Rules on misleading advertising

What are the general rules regarding misleading advertising? Must all material information be disclosed? Are disclaimers and footnotes permissible?

Advertising must not be misleading or deceptive, or likely to mislead or deceive, when viewed from the perspective of the ordinary, reasonable consumer. When assessing whether advertising is likely to mislead or deceive, consideration must be given to the advertising content as a whole. Advertising must include sufficient information to ensure the reasonable consumer is not led into error. While disclaimers and footnotes are permissible, their use can be problematic and is often the subject of dispute. Disclaimers and footnotes can be used to qualify or explain a headline claim, but must not be inconsistent with a headline claim.

Particular care should be taken when using disclaimers and footnotes in advertising that is displayed transiently, such as in television commercials.

Substantiating advertising claims

Must an advertiser have proof of the claims it makes in advertising before publishing? Are there recognised standards for the type of proof necessary to substantiate claims?

There is no prescribed requirement that an advertiser hold proof of the claims it makes in advertising before publishing; however, an advertiser must be in a position to substantiate all claims that are made and the ACCC has the power to issue a substantiation notice requiring an advertiser to substantiate its claims within 21 days. Failure to comply with a substantiation notice is an offence.

Survey results

Are there specific requirements for advertising claims based on the results of surveys?

No. Claims based on the results of surveys are not subject to any specific laws or regulations but such claims will be subject to the principles outlined above. Where a survey is required to substantiate a claim, it will usually be prudent to involve an expert market research agency to help design and conduct the survey. This can help ensure that the survey questions actually support the desired claim, and that the survey results are statistically significant.

Comparisons with competitors

What are the rules for comparisons with competitors? Is it permissible to identify a competitor by name?

Comparative advertising is subject to the same laws and regulations as all other advertising; namely, it must not mislead or deceive or be likely to mislead or deceive (or constitute the making of a false representation). While the rules are the same, comparative advertising typically provokes close scrutiny by competitors and regulators so there is usually a high burden to ensure that comparative claims are not misleading for the life of the campaign.

= Available data =
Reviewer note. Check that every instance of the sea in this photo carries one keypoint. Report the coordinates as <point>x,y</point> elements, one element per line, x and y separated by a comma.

= Exercise description =
Pick up the text on advertising rules after its last sentence and carry it forward. The material has no connection to the text on advertising rules.

= The response =
It is permissible to identify a competitor by name; however, reproduction of a competitor logo or other artistic work may give rise to liability for copyright infringement. Any reference to a competitor should ordinarily be limited to a factual, descriptive use of the competitor’s name for the purpose of making the comparison.

Test and study results

Do claims suggesting tests and studies prove a product’s superiority require higher or special degrees or types of proof?

No. Claims that refer to tests or studies are not subject to any specific regulation in Australia beyond the general requirement to be truthful, accurate and capable of substantiation so as not to mislead or deceive. Claims relating to superiority, however, are likely to be the subject of close scrutiny by competitors and regulators.

Demonstrating performance

Are there special rules for advertising depicting or demonstrating product performance?

Claims that depict or demonstrate product performance must be truthful, accurate and capable of substantiation so as not to mislead or deceive. In addition, representations about performance features may amount to an express warranty that goods will perform as described. If the claim does not hold true, consumers may be able to assert rights and obtain a remedy under the consumer guarantee provisions of the ACL. When making performance claims, particular care must be taken not to mislead consumers about their consumer guarantee rights under the ACL. It must be clear that any express warranty is additional to, and does not limit or modify, the consumer guarantees under the ACL.

Third-party endorsements

Are there special rules for endorsements or testimonials by third parties, including statements of opinions, belief or experience?

The ACL prohibits representations relating to fictitious testimonials. It also prohibits genuine testimonials where the testimonial is misrepresented or misquoted. There is a rebuttable presumption that representations concerning testimonials are misleading.

The ACCC has published a guide on its website regarding online reviews and testimonials. It provides three guiding principles:

  • be transparent about commercial relationships;
  • do not post or publish misleading reviews; and
  • the omission or editing of reviews may be misleading.

Generally speaking, reproducing or publishing a review will require consent from the author of the review. Given that there is a rebuttable presumption that testimonials are misleading, advertisers should retain evidence of any endorsement or testimonial.


Are there special rules for advertising guarantees?

Yes. Warranties against defects must be presented to consumers in accordance with specific requirements set out in the ACL. In particular, they must be in writing and:

  • expressed in a transparent way (ie, using plain language, legible and presented clearly);
  • contain the warrantor’s name, business address, phone number and email address (if any);
  • include details of relevant claim periods and procedures; and
  • include a statement that the rights under the warranty are additional to the consumer guarantees.

In addition, a document evidencing a warranty against defects must include certain mandatory text to ensure consumers are aware that any warranty against defects operates in addition to consumers’ rights under the ACL. The mandatory text differs depending on whether the warranty against defects relates to goods or services or both, and is set out in Regulation 90 of the Competition and Consumer Regulations 2010.

Particular care must be taken not to incorrectly suggest that consumers are required to pay for rights that are automatically conferred under the ACL or that any warranty is in place of their statutory rights under the ACL.

Environmental impact

Are there special rules for claims about a product’s impact on the environment?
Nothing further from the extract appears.